Exceedingly strong composite plastic for personal, vehicle protection

Published 5 October 2007

University of Michigan scientists, emulating the molecular structure found in seashells, create a composite plastic which is as strong as steel but lighter and transparent; ideal for personal and vehicle protection

University of Michigan researchers, inspired by the molecular structure found in seashells, created a composite plastic which is as strong as steel but lighter and transparent. It is made of layers of clay nanosheets and a water-soluble polymer that shares chemistry with white glue. Engineering professor Nicholas Kotov says he almost dubbed it “plastic steel,” but the new material is not quite stretchy enough to earn that name. He says further development could lead to lighter, stronger armor for soldiers or police and their vehicles. It could also be used in microelectromechanical devices, microfluidics, biomedical sensors, and valves and unmanned aircraft. Kotov and other Wolverines faculty members have reported their findings in a paper published in the 5 October 2007 issue of Science.

Note that the Michigan scientists solved a problem which has frustrated engineers and scientists for decades: Individual nano-size building blocks such as nanotubes, nanosheets, and nanorods are ultrastrong, but larger materials made out of bonded nano-size building blocks were comparatively weak. “When you tried to build something you can hold in your arms, scientists had difficulties transferring the strength of individual nanosheets or nanotubes to the entire material,” Kotov said. “We’ve demonstrated that one can achieve almost ideal transfer of stress between nanosheets and a polymer matrix.” The researchers created this new composite plastic with a machine they developed which builds materials one nanoscale layer after another. The robotic machine consists of an arm which hovers over a wheel of vials of different liquids. In this case, the arm held a piece of glass about the size of a stick of gum on which it built the new material. The arm dipped the glass into the glue-like polymer solution and then into a liquid that was a dispersion of clay nanosheets. After these layers dried, the process repeated. It took 300 layers of each the glue-like polymer and the clay nanosheets to create a piece of this material as thick as a piece of plastic wrap. You would know that mother of pearl, the iridescent lining of mussel and oyster shells, is built layer-by-layer like this. It is one of the toughest natural mineral-based materials.
────────
> [REQUIRED WORK]:
1: Which individual nano-size building blocks does the article on the seashell-inspired composite plastic call ultrastrong?
2: Do these statements agree with the article on the seashell-inspired composite plastic? For each, answer yes or no and quote the deciding words.
(a) The material consists of layers of clay nanosheets and a water-soluble polymer.
(b) Kotov gave the material the name "plastic steel."
(c) The robotic arm dipped the glass into the clay nanosheet dispersion before the polymer solution.
3: Continue the article on the seashell-inspired composite plastic from the point where it stops.

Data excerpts
────────
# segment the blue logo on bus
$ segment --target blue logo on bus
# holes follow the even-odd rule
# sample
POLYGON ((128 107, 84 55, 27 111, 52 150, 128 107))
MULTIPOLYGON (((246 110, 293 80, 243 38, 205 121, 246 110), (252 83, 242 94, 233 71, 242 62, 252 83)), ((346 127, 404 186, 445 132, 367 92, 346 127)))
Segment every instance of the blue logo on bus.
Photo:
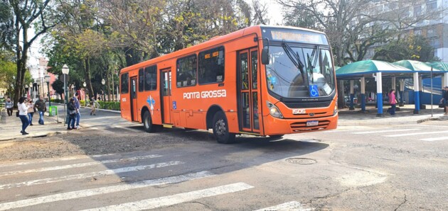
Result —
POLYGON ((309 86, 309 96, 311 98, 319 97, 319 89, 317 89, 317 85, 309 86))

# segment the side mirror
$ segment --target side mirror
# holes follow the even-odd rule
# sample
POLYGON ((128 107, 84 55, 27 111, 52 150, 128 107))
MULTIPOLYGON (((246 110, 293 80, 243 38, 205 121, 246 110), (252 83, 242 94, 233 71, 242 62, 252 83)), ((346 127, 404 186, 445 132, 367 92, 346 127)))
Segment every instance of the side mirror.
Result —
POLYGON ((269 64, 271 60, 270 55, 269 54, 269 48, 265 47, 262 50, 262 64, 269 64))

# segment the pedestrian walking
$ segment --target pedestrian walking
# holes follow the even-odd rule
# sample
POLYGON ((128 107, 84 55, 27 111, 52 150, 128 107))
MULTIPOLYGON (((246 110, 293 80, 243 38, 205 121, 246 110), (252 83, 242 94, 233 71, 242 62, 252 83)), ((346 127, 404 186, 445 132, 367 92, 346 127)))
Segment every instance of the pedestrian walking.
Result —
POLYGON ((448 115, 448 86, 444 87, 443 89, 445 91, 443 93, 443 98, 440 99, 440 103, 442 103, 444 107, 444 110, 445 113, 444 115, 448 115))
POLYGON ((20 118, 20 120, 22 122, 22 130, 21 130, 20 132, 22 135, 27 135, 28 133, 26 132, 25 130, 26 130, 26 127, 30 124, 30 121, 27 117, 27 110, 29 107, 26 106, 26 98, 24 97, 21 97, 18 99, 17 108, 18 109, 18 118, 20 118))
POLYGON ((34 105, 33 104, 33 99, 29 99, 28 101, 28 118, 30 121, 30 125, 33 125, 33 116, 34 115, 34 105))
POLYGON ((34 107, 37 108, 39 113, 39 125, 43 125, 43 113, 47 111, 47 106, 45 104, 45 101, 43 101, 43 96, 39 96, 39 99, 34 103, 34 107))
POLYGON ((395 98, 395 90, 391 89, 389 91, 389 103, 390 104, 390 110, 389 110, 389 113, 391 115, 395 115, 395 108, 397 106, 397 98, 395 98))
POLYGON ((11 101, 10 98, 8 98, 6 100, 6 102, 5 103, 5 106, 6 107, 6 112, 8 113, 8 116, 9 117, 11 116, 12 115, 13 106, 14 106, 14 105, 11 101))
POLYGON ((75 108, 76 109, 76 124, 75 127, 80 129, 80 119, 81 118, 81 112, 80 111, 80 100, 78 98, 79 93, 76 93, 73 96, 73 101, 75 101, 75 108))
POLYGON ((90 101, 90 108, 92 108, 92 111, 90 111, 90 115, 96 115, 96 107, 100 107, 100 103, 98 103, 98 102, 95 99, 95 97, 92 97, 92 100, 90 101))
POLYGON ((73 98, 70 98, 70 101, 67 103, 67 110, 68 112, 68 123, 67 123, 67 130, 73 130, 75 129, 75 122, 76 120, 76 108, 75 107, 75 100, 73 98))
────────
> [ANSWER LIST]:
1: Nanotubes, nanosheets, and nanorods.

2:
(a) Yes: "It is made of layers of clay nanosheets and a water-soluble polymer that shares chemistry with white glue."
(b) No: "he almost dubbed it “plastic steel,” but the new material is not quite stretchy enough to earn that name."
(c) No: "The arm dipped the glass into the glue-like polymer solution and then into a liquid that was a dispersion of clay nanosheets."

3:
The glue-like polymer used in this experiment, which is polyvinyl alcohol, was as important as the layer-by-layer assembly process. The structure of the “nanoglue” and the clay nanosheets allowed the layers to form cooperative hydrogen bonds, which gives rise to what Kotov called “the Velcro effect.” Such bonds, if broken, can reform easily in a new place. The Velcro effect is one reason the material is so strong. Another reason is the arrangement of the nanosheets. They are stacked like bricks, in an alternating pattern. “When you have a brick-and-mortar structure, any cracks are blunted by each interface,” Kotov explained. “It’s hard to replicate with nanoscale building blocks on a large scale, but that’s what we’ve achieved.”